### Task prompt
Copy the entries word for word, from their first line through the line containing "402 810 L 384".

### Rows
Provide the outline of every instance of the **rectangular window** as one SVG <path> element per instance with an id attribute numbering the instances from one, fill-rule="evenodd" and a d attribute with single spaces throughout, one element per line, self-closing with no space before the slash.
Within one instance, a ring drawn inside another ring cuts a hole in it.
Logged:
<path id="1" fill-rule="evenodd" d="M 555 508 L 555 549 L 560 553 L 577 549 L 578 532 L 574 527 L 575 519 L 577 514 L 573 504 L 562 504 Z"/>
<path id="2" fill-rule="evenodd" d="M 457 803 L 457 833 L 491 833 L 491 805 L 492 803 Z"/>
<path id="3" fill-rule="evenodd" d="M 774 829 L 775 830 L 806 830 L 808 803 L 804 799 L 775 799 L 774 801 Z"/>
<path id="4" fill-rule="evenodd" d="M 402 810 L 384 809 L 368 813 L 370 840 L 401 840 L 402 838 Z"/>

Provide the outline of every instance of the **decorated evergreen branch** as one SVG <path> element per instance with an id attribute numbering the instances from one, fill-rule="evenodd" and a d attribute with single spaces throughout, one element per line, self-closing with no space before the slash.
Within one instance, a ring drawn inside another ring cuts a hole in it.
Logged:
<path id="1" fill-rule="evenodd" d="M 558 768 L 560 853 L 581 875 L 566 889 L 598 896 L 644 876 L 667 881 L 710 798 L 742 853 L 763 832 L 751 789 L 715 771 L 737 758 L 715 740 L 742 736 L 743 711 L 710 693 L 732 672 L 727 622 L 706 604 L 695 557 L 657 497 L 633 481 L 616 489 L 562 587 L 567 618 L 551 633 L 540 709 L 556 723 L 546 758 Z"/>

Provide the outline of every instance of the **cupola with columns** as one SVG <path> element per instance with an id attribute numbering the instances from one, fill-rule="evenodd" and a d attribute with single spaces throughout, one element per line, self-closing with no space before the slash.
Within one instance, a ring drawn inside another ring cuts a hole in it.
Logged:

### Reply
Provide the outline of every instance of the **rectangular window** as one SVG <path> element per instance with an id attribute numbering the instances from one, fill-rule="evenodd" and a d attribute with single spaces throughout, one element per line, self-closing with no space before the slash.
Within one instance, a ring drawn inside another ring cuts a hole in it.
Logged:
<path id="1" fill-rule="evenodd" d="M 555 508 L 555 549 L 560 553 L 577 549 L 578 532 L 574 527 L 575 519 L 577 514 L 573 504 L 562 504 Z"/>
<path id="2" fill-rule="evenodd" d="M 457 803 L 457 833 L 491 833 L 491 805 L 492 803 Z"/>
<path id="3" fill-rule="evenodd" d="M 774 829 L 775 830 L 806 830 L 808 803 L 804 799 L 775 799 L 774 801 Z"/>
<path id="4" fill-rule="evenodd" d="M 402 810 L 384 809 L 368 813 L 370 840 L 401 840 L 402 838 Z"/>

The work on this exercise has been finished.